## TASKS AND EXERCISES
(a) According to the immigration attorney's profile, which school awarded the writer a J.D., and in what year?
(b) Translate this sentence from the immigration attorney's profile into Spanish: "I have over 12 years of experience in business and family immigration."
(c) Carry on the immigration attorney's profile from where it stops.

## PAGE TEXT

I can answer any employment-based immigration question including questions about PERM labor certifications, H-1B skilled workers, L-1A multinational managers or executives and L-1B specialized knowledge, R-1 and I-360 religious workers, investor cases (E Treaty Trader and E Treaty Investors and EB-5 "million dollar investors") and O-1 extraordinary ability cases. I can also answer any questions regarding family-based immigration, such as adoptions, waiver cases, consular processing (using foreign consulates to enter as an immigrant), marriage and fiance/fiancee cases, 245(i) cases, VAWA (Violence Against Women's Act), battered spouses, and Child Status Protection Act (CSPA).


I have over 12 years of experience in business and family immigration. I was a former law clerk for the Executive Officer for Immigration Review (the immigration courts) in San Francisco and I current serve as the California Service Center's (CSC) liaison on behalf of the Los Angeles County Bar Association. I represent individuals and corporations alike, ranging from professionals in the high tech, science, liberal arts fields. I have a special niche in working with start-up companies and individuals with more complex immigration issues.

Member, American Immigration Lawyers Association Member, Los Angeles County Bar Association, Executive Committee on Immigration

J.D., University of California at Davis - King Hall School of Law (1997) B.A., University of California at Irvine, cum laude (1994)

## SUPPLIED RECORDS
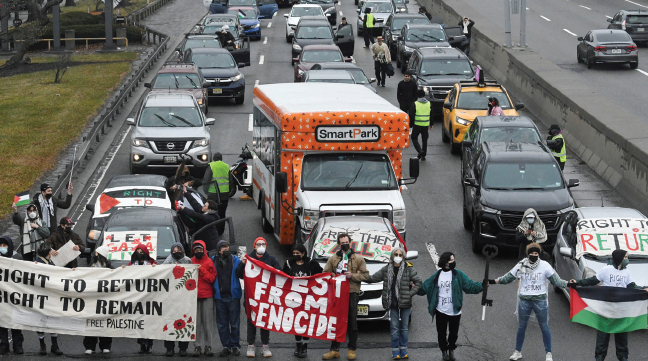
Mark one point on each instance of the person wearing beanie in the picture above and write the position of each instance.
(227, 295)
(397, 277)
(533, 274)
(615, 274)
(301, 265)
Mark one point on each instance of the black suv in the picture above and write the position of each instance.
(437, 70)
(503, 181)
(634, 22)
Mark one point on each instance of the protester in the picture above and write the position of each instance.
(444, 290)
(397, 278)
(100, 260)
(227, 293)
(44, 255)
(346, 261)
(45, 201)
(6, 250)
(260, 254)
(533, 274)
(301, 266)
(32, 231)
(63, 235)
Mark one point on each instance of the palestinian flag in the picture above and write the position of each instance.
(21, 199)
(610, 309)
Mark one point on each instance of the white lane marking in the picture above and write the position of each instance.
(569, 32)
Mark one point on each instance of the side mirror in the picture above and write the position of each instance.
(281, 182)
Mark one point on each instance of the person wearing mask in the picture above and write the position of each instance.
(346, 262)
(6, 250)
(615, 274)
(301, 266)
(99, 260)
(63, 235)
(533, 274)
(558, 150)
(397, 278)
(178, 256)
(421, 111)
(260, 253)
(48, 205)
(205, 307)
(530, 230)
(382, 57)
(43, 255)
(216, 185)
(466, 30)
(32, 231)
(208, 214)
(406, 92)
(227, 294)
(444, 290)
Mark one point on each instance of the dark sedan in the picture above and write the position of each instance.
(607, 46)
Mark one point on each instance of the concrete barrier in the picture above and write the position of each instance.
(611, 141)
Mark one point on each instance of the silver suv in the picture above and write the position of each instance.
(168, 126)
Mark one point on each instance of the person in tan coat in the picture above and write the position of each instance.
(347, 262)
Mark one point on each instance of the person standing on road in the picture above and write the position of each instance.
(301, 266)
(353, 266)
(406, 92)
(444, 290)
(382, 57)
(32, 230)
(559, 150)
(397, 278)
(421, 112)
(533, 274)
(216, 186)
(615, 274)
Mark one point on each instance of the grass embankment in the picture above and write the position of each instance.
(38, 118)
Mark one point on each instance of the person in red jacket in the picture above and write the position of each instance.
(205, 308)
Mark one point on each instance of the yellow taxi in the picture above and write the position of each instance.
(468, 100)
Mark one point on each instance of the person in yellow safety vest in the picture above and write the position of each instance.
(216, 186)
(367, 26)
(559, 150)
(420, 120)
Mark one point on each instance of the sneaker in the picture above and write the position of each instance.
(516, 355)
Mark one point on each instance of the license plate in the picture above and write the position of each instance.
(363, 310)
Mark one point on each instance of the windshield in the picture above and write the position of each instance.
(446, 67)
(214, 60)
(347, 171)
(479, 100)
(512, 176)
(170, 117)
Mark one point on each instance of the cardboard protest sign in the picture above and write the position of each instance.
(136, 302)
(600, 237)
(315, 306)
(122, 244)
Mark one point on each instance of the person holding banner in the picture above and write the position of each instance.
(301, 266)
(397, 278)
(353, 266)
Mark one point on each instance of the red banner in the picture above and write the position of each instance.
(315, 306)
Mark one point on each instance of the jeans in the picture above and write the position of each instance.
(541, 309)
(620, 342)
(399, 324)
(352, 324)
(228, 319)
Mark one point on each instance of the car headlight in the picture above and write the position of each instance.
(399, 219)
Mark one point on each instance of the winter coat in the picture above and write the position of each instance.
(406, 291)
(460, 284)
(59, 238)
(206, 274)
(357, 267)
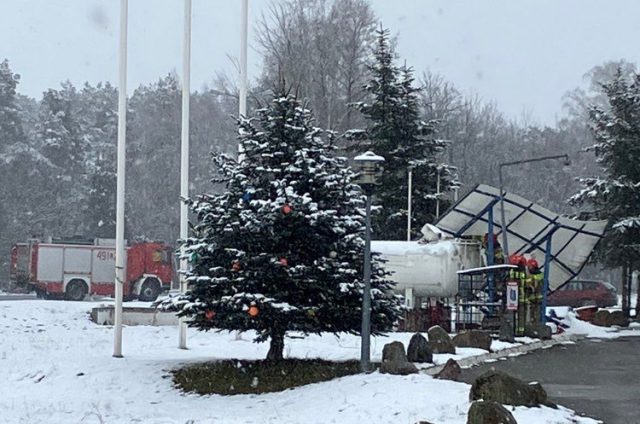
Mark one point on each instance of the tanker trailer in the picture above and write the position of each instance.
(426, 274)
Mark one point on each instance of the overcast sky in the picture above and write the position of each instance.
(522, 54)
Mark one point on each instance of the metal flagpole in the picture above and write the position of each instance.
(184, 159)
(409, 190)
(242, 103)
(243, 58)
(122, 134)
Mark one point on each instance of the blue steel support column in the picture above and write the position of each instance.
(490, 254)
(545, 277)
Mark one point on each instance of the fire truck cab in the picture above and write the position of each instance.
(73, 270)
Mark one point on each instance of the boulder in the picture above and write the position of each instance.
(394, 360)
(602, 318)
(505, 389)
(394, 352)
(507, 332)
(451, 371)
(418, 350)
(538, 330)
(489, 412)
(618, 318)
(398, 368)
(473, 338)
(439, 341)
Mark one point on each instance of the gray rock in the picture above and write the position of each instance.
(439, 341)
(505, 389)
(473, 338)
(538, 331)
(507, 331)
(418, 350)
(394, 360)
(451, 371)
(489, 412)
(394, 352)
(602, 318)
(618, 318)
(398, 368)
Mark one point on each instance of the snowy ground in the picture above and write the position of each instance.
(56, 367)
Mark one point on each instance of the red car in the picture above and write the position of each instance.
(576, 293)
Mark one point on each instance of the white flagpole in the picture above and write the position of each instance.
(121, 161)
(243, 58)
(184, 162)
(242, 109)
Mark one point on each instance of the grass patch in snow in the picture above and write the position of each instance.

## TASK-BY-TASK ANSWERS
(a) University of California at Davis - King Hall School of Law, in 1997.

(b) Tengo más de 12 años de experiencia en inmigración empresarial y familiar.

(c)
Awards and Honors
2005, 2006, 2007, 2008: Selected to Southern California Rising Star - Super Lawyers List (an honor shared by no more than 2.5% of the attorneys practicing in the entire Southern California region) Faculty/Moderator on various AILA and LACBA continuing legal education seminars in the following topics: H-1B, O-1, religious workers, business immigration visas

Past/Present Clients
My typical business clients can range from a start-up company, established engineering and software research and development companies, manufacturing, trade and distribution companies, public and private schools, and religious organizations. Family clients include spouses, parent-child petitions, siblings, naturalization, and most especially, representation of abandoned and neglected children viewed as orphans under the immigration law. I have represented many clients who relied on special provisions of the immigration law to preserve or "grandfather" benefits to family members in limited (and complicated) circumstances, to avoid re-application fees and longer waiting times.